**What is needed**
Print the records below word for word, keeping every line unchanged.

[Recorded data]

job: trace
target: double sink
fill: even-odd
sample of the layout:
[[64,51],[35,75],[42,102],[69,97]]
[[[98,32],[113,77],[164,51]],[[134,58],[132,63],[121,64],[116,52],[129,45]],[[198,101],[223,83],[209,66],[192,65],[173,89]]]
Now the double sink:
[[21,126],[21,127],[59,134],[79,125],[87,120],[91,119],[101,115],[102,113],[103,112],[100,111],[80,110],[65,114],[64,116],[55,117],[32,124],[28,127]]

**Reply to the exercise**
job: trace
target: double sink
fill: even-odd
sample of the layout:
[[64,51],[35,75],[42,102],[69,97]]
[[[98,32],[113,77],[164,51]],[[134,58],[132,63],[121,64],[116,52],[129,45]],[[198,101],[223,83],[209,66],[192,65],[173,89]]]
Now the double sink:
[[21,126],[21,127],[59,134],[79,125],[87,120],[91,119],[101,115],[102,113],[103,112],[100,111],[80,110],[65,114],[64,116],[55,117],[32,124],[28,127]]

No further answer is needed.